**Exercise requirements:**
Format as a numbered list everything in the listing from the line containing "Look at the photograph above. For each instance of the hill" down to the line containing "[(691, 241)]", both of those lines included, leaving out any blank lines.
* Begin Exercise data *
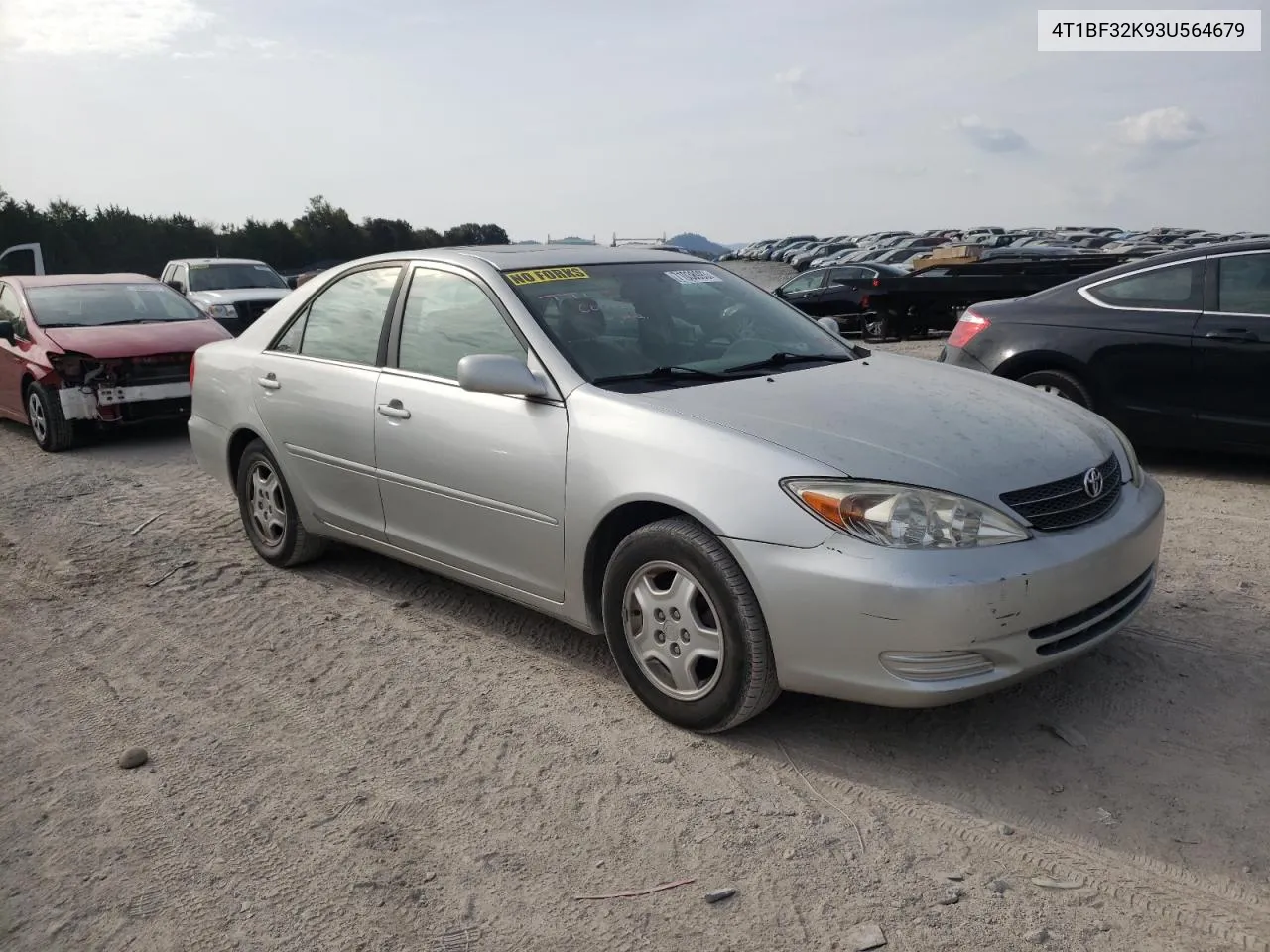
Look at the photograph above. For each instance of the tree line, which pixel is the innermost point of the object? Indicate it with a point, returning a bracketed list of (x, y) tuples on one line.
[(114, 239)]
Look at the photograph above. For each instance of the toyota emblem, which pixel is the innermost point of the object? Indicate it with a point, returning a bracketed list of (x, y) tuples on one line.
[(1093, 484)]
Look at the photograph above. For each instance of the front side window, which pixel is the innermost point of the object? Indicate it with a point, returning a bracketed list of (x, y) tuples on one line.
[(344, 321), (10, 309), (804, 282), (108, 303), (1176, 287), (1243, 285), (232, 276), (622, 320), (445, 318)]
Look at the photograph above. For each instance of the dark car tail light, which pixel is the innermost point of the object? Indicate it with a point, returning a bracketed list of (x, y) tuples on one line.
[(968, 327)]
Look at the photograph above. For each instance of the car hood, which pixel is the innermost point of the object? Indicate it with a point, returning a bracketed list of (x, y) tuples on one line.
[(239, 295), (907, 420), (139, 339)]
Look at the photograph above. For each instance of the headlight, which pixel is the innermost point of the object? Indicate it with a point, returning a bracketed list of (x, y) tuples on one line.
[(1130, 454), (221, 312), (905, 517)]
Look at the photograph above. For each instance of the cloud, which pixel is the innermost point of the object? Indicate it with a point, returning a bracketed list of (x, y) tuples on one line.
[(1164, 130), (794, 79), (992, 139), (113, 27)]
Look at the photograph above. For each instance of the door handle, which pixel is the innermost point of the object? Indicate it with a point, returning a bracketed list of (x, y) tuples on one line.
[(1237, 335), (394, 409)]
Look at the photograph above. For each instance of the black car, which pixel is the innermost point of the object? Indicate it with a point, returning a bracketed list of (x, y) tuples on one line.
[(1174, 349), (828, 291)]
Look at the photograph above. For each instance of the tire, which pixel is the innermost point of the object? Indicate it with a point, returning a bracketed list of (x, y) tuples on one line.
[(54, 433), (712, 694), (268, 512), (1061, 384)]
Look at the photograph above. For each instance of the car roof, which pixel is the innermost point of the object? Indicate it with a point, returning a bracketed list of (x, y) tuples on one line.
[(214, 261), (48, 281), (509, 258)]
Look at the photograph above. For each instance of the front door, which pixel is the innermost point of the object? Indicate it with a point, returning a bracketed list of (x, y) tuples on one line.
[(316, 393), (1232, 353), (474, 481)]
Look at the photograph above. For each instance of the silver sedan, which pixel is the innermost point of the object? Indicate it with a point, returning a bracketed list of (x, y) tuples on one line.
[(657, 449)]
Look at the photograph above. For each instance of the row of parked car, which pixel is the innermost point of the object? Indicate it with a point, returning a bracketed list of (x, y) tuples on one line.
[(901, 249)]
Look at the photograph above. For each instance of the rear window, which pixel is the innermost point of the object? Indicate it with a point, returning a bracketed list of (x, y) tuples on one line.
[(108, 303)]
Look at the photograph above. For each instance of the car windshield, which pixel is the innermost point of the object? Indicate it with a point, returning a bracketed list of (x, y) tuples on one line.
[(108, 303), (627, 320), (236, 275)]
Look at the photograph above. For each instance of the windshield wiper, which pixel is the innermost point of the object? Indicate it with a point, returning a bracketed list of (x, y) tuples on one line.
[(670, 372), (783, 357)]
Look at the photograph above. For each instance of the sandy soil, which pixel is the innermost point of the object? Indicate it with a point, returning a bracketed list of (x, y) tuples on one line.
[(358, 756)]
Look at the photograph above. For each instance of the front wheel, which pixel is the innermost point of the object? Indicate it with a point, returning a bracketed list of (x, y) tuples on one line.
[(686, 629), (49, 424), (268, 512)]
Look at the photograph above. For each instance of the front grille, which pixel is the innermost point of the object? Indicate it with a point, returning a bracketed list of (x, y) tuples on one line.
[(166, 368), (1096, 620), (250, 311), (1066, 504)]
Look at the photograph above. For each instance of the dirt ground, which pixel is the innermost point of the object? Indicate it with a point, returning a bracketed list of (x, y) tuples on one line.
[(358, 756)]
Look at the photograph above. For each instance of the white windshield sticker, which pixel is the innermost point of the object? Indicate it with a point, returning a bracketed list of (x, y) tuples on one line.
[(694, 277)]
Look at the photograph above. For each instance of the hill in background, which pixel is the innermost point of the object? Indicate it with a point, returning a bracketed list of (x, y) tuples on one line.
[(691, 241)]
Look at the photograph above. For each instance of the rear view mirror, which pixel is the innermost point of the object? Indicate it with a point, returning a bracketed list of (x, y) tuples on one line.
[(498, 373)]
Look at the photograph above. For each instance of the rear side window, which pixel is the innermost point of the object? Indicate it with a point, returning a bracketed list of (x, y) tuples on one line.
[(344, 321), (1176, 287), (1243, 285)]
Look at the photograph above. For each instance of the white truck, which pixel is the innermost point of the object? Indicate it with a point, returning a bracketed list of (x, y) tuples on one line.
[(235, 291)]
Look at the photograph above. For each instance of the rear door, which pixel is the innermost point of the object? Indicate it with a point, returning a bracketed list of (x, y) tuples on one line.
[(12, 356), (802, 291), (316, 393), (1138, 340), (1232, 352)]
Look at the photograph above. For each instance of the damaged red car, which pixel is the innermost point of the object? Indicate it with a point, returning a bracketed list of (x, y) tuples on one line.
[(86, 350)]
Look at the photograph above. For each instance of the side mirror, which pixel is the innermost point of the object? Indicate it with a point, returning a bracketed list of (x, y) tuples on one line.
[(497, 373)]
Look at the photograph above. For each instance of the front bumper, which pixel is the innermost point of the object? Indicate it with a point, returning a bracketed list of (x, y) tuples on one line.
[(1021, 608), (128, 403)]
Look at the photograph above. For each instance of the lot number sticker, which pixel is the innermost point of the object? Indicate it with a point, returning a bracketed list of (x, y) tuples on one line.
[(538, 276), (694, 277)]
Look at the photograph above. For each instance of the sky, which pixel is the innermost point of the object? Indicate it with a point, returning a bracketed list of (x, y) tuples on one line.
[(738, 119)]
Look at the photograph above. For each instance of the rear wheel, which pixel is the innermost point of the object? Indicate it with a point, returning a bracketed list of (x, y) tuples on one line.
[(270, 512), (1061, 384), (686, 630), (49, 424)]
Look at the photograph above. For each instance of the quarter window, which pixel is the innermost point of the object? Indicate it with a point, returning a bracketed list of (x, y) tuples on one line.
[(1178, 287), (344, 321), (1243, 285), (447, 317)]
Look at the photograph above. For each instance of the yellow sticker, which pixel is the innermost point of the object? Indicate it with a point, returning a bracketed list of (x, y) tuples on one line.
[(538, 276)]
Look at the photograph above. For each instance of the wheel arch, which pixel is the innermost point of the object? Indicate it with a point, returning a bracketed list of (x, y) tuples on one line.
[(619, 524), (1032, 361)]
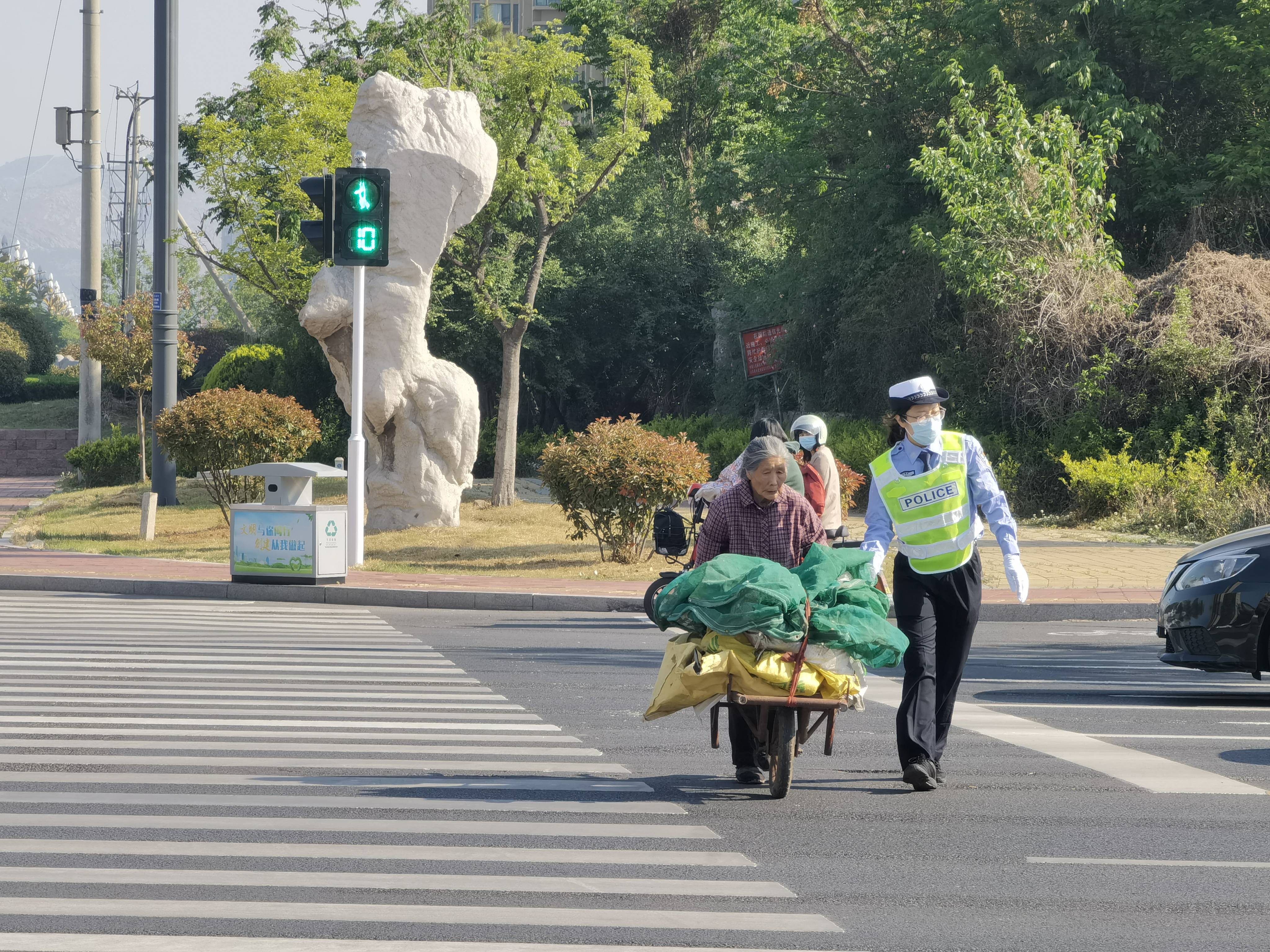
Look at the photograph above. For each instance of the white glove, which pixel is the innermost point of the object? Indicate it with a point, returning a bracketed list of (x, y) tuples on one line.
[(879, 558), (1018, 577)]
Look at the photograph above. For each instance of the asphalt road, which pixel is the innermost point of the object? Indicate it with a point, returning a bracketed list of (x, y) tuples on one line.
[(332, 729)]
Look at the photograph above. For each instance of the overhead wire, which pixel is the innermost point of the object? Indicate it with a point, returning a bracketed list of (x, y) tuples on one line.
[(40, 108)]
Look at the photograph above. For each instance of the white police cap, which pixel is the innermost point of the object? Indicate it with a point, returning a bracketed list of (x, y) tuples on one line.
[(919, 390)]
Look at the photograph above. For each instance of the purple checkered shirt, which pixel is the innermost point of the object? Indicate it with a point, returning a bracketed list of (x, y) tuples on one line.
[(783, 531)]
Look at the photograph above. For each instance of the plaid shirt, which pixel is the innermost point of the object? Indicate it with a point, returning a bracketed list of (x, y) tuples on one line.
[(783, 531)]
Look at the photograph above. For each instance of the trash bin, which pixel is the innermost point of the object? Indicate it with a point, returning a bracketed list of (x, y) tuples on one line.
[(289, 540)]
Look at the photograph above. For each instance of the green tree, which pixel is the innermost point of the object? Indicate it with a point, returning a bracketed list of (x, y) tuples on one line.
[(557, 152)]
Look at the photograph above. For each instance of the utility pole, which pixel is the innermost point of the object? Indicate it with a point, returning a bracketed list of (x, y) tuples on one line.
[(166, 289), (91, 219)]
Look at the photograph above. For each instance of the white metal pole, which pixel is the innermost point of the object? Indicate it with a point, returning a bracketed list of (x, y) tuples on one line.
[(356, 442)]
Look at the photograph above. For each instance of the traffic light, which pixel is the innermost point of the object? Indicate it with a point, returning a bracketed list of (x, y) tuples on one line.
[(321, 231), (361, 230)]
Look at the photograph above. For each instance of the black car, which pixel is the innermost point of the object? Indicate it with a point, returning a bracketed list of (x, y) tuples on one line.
* End Exercise data *
**Result for this exercise:**
1. Look at the photograph above. For each instance of the hill in background, which pixel is the innermost point of the object? Indicate it with a point, returning a bracketed list of (x, y) tuples on one line.
2. [(691, 241)]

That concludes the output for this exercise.